Action item: The following data needs to be repeated exactly, with all images excluded.

Image-grounded pointing data:
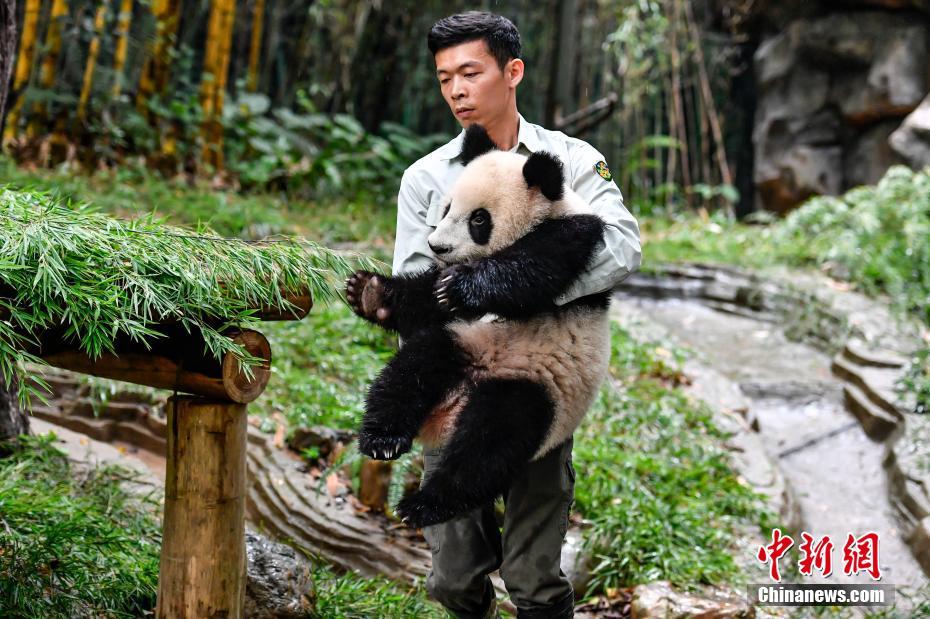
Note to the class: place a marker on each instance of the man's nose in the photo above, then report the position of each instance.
(458, 87)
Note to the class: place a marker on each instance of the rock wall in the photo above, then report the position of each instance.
(834, 81)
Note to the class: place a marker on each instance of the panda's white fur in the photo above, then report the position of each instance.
(566, 352)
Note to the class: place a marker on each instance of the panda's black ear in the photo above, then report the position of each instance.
(476, 143)
(544, 170)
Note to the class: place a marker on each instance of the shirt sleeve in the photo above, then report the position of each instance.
(621, 253)
(411, 250)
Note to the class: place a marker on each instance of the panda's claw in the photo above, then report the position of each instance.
(383, 447)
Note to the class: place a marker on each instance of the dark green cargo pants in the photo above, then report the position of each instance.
(468, 548)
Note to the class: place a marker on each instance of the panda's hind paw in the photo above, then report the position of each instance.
(422, 509)
(383, 447)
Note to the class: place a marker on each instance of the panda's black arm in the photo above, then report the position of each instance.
(527, 277)
(411, 304)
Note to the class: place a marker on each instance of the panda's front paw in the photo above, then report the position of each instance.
(367, 295)
(451, 288)
(380, 447)
(423, 509)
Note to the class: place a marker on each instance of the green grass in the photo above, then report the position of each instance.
(72, 546)
(101, 278)
(129, 192)
(322, 367)
(656, 484)
(347, 596)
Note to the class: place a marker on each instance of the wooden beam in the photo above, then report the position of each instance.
(301, 303)
(202, 570)
(177, 362)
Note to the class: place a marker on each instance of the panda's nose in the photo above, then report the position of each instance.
(440, 249)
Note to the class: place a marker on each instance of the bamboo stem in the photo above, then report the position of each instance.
(49, 62)
(122, 46)
(24, 64)
(154, 76)
(679, 115)
(213, 86)
(99, 22)
(255, 51)
(708, 96)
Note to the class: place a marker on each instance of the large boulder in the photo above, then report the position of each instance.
(832, 85)
(911, 141)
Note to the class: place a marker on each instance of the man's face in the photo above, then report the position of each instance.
(472, 83)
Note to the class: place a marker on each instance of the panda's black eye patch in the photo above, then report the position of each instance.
(479, 226)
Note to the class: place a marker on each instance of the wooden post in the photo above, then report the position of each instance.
(202, 572)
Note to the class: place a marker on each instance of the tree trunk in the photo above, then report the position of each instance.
(13, 421)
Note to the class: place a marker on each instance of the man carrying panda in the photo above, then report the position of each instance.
(478, 65)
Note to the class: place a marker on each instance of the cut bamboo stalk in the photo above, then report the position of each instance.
(203, 562)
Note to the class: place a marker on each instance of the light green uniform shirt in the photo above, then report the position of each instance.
(419, 206)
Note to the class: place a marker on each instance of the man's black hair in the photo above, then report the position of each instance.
(498, 32)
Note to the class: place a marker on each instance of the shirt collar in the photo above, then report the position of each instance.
(526, 136)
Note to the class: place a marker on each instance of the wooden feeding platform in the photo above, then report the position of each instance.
(203, 562)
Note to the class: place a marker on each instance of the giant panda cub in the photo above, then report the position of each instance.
(491, 369)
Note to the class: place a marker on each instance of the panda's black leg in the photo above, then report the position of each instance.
(498, 431)
(428, 366)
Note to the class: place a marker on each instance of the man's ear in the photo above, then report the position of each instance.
(544, 170)
(476, 143)
(514, 71)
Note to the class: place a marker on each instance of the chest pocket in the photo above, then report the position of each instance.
(434, 213)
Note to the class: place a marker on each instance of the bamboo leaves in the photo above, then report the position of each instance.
(101, 278)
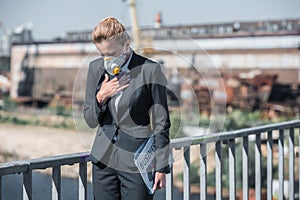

Answer to the exercise:
Note to the class: place a marker on each instance of the man's nose in the photo above, then report the position of each instance.
(458, 87)
Note to the class: place a marker on each instance of the rock wall in the photo above, then report the position of each instance.
(834, 81)
Note to the class: place a marker on each instance of the panda's white fur in the photo above, then report the position of each instance.
(566, 352)
Note to the class: place a marker on each instance of the panda's black ear in the photo above, then report the position of each instance.
(476, 143)
(544, 170)
Note to the class: place a marker on each instance of the shirt sleeve in the photo above, then report the position of each instance.
(621, 253)
(411, 250)
Note to the class: place a marker on each instance of the panda's claw in the photo above, then report the position of each instance.
(383, 447)
Note to the class: place a marker on each instance of the dark green cargo pants in the photo above, then report the position of each instance.
(468, 548)
Note to the class: place a marker on each instance of the panda's hind paw in the photo above, then report the position of each instance.
(422, 509)
(383, 447)
Note to the class: place a marker on each instance of the panda's black arm in the photo above, then report the position of each instance.
(527, 277)
(411, 304)
Note to the class: place a marker on each instance of the panda's front paw in the photo above, then report the position of each instance.
(367, 295)
(451, 288)
(380, 447)
(423, 509)
Note to the class: place a marker on each instance of the green grass in the photo above, then report the position of each instance.
(72, 546)
(101, 278)
(129, 192)
(322, 367)
(656, 484)
(347, 596)
Note to the class: place a marker on each instance of the wooden beam in the photo above, then report the position of each instance.
(301, 303)
(202, 570)
(177, 362)
Note to the class: place a marker on each instance of the panda's nose in the photo above, then report the position of each instance.
(440, 249)
Note to the class: place a marker on each instance of the bamboo stem in the photo above, then report the position of each instance.
(49, 62)
(122, 46)
(24, 64)
(154, 76)
(679, 115)
(213, 86)
(99, 22)
(255, 51)
(708, 96)
Note to the class: place a marker on each instance of the large boulder in the photo above, then report the position of each instance.
(832, 85)
(911, 141)
Note to the class: place a marker on each instance of the man's face in the photo above, then report the position of each instance.
(472, 83)
Note to the class: place a marker on each instance of the panda's black eye patch in the photo above, then report the position of each instance.
(479, 226)
Note to the class: place a marker on each instance of the wooden post in the photo above, then report the position of each instance.
(202, 572)
Note to the class: place a marker on each instance of the tree trunk in the photo above, then report the position of each instance.
(13, 421)
Note to the class: place a marker on each instance of the man carrying panda in the photo above, then report the position of each instance.
(478, 65)
Note to the class: place a marker on each instance of the cut bamboo stalk in the photo above, then report the position of each instance.
(203, 562)
Note to the class: place a marker on each instance of the light green uniform shirt in the photo above, then report the position of each instance.
(419, 206)
Note to the class: place a marker on each instance of the man's black hair in the photo above, then report the position of each instance.
(498, 32)
Note to the class: place a marker on each instance of the shirt collar in the photo above, then report the position of each instance.
(526, 136)
Note to the class: place a marker on each instance of the wooden feeding platform in the photo above, then report the position of each instance.
(203, 562)
Note to the class: place a marker on each instance of the giant panda cub in the photo above, then report the position of each instance.
(491, 369)
Note to the class: place a marker on each instance of the panda's black leg in the photo above, then report the position of each instance.
(498, 431)
(428, 366)
Note to the class: place a marker on each instance of the man's ear in the photo above, then report the position of each instance.
(544, 170)
(476, 143)
(514, 71)
Note to the class: place a marker on each instance of the chest pocket in the photo above, then report the position of each instance.
(434, 213)
Note to the class: place a marker on each instance of the bamboo leaves in the photo above, then report the position of each instance.
(101, 278)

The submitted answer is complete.